WHAT TO WORK ON:
1 - According to the article on OCR quality, what is Optical Character Recognition?
2 - Please reproduce the part of the article on OCR quality that opens with the words containing "Optical Character Recognition" and closes with "Key Information Extraction.".

SELECTION:
About the importance of OCR quality and how to measure it
Almost all business processes involve documents at one point or another. To make the information actionable for automation, we need OCR, and we need it to be as good as possible.
Optical Character Recognition (OCR) is the process of converting images of documents or text into machine-readable text. OCR is not a new technology, but is currently experiencing massive demand due to the increasing automation of business processes in organizations. Almost all business processes involve documents at one point or another. To make the information actionable for automation, we need OCR, and we need it to be as good as possible.
The importance of OCR quality
To make the importance of OCR quality tangible, let’s look at more advanced automation tasks, such as Document Classification and Key Information Extraction.
Frequently, incoming documents are read with OCR and then classified in order to make them accessible to the right employees or to direct them to the right processes. The demands on the quality of the classification are high, but how can something be sent to the right employee if it has already not been read correctly? In other words, how can my documents be classified if the underlying OCR does not read them correctly?
Key information extraction:
Similarly, documents are often read with OCR to extract key information from the documents, to automatically feed processes with explicit information, or simply to save employees from tedious retyping. How can an algorithm, with fewer errors than a human, extract information from documents if the underlying text has not been read correctly?

DATA LISTING:
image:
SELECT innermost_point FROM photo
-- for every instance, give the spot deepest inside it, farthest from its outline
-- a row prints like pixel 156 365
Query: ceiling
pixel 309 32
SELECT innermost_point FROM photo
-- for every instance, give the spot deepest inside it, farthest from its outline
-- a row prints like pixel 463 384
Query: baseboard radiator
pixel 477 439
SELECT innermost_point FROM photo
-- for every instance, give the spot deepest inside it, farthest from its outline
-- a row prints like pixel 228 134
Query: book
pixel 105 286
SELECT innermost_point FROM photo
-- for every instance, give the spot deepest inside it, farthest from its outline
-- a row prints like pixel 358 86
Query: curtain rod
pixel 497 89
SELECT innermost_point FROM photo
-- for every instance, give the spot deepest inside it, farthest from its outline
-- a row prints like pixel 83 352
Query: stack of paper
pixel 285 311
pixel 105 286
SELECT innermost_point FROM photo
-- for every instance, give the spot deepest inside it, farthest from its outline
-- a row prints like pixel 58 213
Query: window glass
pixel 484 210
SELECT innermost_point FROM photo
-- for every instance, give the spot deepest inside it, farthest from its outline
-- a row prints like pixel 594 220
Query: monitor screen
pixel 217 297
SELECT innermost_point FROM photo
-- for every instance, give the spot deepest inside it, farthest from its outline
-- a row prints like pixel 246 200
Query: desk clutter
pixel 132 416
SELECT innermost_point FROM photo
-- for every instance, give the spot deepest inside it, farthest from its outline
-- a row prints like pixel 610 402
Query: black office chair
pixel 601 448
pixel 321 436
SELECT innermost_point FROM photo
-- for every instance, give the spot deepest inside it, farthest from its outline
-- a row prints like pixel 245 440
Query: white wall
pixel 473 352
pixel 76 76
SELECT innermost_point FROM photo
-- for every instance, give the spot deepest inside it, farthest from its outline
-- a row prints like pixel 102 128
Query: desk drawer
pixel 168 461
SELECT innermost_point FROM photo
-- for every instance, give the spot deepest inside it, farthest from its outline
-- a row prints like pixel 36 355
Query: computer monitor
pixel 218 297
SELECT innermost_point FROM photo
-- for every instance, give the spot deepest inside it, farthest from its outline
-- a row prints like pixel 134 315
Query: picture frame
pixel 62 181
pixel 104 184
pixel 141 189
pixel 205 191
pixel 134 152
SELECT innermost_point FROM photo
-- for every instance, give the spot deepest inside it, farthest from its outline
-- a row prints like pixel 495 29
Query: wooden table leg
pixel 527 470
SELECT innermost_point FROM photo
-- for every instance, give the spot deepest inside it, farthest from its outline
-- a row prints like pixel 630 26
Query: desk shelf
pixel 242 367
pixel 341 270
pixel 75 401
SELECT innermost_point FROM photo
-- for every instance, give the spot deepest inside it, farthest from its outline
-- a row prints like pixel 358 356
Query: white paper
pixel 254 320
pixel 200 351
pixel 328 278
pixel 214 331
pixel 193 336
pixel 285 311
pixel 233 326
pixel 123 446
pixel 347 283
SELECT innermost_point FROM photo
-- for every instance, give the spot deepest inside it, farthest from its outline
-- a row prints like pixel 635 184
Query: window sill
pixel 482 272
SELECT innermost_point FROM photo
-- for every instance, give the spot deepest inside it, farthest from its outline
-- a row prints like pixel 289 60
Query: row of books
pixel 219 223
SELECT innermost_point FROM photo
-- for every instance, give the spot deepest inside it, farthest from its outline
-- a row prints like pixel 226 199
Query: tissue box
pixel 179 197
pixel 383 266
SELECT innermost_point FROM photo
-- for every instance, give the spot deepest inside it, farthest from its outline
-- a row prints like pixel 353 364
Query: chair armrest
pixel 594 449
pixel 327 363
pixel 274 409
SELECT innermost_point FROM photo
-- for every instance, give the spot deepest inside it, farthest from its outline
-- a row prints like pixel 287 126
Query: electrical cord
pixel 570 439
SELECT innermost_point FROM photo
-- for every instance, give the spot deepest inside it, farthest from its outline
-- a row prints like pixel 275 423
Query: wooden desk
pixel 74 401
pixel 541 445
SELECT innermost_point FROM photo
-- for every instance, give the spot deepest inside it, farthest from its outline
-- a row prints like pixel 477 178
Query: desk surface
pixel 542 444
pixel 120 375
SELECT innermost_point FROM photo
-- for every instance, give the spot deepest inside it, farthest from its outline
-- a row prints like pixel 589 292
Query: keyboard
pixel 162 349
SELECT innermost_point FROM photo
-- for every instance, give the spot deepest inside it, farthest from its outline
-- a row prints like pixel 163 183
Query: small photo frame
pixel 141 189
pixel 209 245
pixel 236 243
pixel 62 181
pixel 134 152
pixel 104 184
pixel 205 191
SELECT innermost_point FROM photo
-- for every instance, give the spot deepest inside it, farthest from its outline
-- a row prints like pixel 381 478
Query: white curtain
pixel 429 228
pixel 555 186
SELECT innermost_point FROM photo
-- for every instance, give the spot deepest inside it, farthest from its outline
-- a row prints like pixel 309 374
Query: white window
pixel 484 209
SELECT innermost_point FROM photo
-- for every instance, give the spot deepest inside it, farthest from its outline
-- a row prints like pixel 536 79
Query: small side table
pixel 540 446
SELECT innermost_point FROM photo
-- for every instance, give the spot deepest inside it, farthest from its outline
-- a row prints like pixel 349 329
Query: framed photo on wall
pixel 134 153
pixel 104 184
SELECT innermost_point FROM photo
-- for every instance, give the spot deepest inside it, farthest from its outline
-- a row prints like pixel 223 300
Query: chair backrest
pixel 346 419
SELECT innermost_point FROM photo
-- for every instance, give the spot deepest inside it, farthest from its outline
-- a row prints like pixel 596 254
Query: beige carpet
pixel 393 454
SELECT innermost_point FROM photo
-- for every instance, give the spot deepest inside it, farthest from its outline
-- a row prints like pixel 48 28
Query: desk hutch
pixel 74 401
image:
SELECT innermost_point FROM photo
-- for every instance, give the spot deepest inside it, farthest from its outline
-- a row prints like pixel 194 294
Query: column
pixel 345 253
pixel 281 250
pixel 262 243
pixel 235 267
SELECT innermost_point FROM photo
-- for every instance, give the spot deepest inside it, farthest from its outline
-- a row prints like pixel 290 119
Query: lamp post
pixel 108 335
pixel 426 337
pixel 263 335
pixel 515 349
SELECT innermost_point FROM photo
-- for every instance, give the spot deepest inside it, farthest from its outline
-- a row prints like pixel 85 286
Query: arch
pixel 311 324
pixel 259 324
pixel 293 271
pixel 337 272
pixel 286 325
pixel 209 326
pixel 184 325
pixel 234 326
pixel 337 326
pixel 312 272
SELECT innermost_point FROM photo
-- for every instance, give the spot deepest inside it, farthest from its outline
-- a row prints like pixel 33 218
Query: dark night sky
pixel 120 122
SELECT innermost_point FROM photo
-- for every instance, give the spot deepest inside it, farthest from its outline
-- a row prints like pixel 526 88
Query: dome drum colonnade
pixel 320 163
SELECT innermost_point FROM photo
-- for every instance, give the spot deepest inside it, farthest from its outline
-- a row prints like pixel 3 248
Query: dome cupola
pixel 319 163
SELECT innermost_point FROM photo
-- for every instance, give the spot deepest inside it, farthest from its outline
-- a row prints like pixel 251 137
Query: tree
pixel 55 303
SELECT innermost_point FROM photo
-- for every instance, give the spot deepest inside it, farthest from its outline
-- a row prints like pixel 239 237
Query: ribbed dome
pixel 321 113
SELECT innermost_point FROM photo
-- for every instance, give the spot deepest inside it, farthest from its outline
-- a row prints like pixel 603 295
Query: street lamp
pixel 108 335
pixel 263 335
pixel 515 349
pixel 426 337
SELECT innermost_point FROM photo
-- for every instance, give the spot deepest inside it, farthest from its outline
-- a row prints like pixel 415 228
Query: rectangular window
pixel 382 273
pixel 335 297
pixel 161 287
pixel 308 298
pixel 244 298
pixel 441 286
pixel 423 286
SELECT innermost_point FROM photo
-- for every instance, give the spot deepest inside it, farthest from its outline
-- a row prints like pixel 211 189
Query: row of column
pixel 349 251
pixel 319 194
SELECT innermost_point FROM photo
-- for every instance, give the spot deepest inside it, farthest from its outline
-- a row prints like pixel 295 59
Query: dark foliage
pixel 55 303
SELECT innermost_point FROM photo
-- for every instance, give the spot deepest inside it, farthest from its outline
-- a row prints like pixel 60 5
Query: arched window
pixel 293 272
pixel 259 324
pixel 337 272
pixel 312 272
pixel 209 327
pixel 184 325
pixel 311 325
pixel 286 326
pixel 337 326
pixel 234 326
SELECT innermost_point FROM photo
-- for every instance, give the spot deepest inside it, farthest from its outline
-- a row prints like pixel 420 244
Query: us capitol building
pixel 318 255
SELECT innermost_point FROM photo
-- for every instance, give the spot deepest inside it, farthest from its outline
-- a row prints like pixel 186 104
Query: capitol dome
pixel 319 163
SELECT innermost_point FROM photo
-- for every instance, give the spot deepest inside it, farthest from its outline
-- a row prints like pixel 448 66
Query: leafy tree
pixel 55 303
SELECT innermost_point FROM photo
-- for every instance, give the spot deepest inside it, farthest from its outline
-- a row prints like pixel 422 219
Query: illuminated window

==

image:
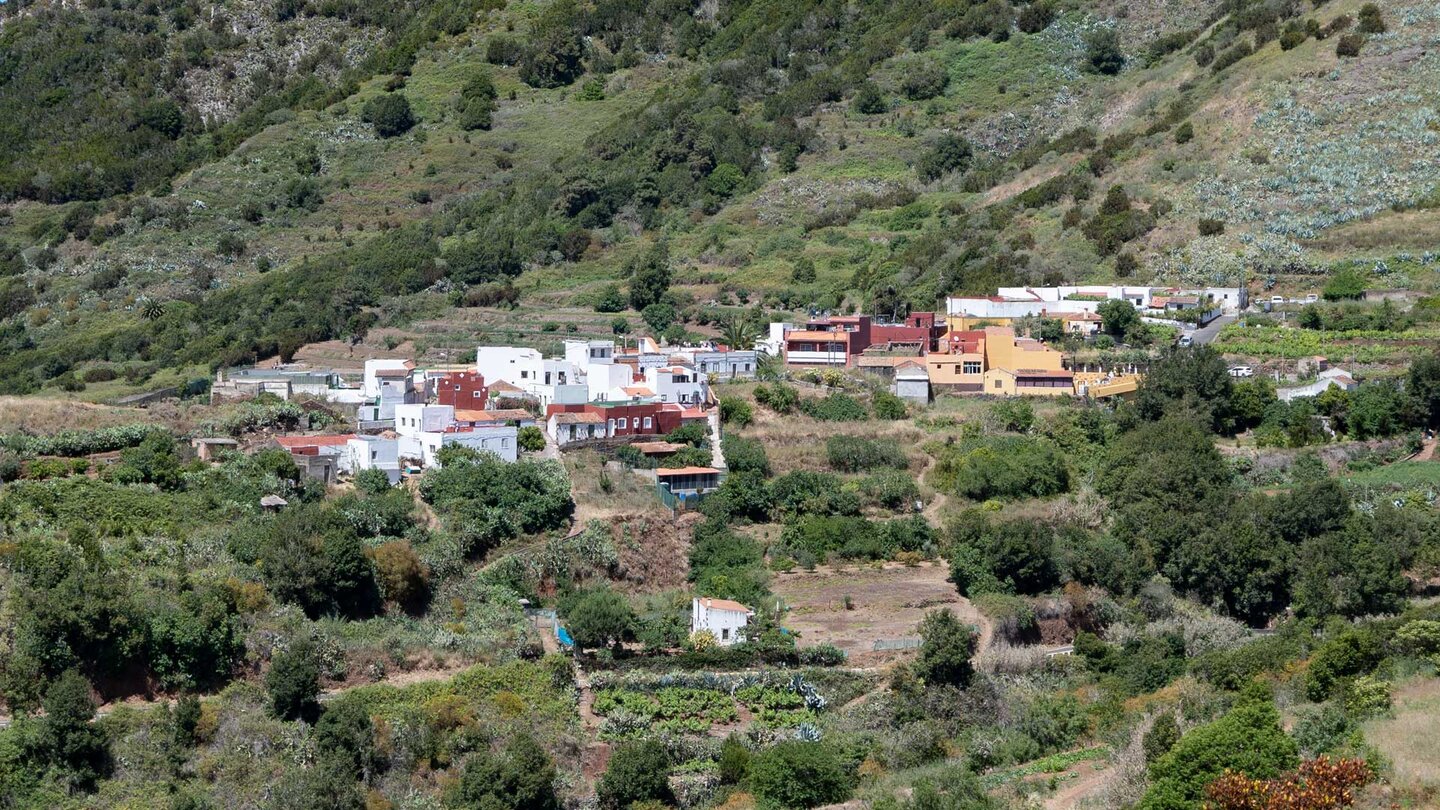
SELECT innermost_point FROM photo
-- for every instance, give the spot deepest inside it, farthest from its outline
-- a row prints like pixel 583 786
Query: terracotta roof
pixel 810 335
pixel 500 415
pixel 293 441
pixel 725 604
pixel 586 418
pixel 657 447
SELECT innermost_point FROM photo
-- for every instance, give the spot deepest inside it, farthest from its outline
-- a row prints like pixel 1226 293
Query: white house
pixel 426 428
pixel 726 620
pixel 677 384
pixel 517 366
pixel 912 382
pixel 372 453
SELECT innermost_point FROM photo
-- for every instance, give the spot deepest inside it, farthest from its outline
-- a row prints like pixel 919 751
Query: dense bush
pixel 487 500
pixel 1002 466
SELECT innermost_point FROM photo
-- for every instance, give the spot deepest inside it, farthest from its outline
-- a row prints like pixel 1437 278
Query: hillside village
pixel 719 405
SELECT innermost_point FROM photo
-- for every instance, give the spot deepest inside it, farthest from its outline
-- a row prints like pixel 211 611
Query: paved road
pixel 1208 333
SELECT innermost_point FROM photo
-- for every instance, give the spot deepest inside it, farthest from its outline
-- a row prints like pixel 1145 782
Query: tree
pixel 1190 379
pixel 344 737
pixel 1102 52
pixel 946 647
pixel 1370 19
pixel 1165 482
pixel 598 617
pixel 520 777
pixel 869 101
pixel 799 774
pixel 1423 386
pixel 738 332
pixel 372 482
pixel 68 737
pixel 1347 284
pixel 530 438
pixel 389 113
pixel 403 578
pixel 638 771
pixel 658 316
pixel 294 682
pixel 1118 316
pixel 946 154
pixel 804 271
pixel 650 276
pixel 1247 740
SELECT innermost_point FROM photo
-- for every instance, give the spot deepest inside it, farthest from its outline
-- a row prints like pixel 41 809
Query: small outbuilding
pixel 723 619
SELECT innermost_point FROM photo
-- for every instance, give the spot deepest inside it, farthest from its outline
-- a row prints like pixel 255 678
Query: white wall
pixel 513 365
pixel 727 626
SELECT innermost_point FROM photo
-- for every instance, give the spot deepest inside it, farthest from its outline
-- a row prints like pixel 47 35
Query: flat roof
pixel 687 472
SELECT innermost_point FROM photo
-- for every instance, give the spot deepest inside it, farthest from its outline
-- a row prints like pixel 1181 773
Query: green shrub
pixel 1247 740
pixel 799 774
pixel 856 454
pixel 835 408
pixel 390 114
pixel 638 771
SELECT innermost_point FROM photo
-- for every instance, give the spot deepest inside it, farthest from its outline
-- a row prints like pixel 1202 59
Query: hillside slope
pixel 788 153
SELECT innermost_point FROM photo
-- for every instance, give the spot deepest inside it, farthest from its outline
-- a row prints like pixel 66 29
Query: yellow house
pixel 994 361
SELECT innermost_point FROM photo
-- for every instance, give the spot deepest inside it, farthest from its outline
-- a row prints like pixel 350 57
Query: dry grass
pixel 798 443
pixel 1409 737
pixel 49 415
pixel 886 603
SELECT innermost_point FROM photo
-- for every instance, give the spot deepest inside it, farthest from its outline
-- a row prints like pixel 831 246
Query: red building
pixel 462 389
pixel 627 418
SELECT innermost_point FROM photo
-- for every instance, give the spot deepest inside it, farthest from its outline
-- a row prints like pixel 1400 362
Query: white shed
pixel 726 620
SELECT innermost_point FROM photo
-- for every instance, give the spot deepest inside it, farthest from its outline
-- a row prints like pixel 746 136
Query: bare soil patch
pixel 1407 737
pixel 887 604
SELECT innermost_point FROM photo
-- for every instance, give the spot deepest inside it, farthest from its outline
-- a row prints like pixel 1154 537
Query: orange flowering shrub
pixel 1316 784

ANSWERS TO THE TASKS:
1 - The process of converting images of documents or text into machine-readable text.

2 -
Optical Character Recognition (OCR) is the process of converting images of documents or text into machine-readable text. OCR is not a new technology, but is currently experiencing massive demand due to the increasing automation of business processes in organizations. Almost all business processes involve documents at one point or another. To make the information actionable for automation, we need OCR, and we need it to be as good as possible.
The importance of OCR quality
To make the importance of OCR quality tangible, let’s look at more advanced automation tasks, such as Document Classification and Key Information Extraction.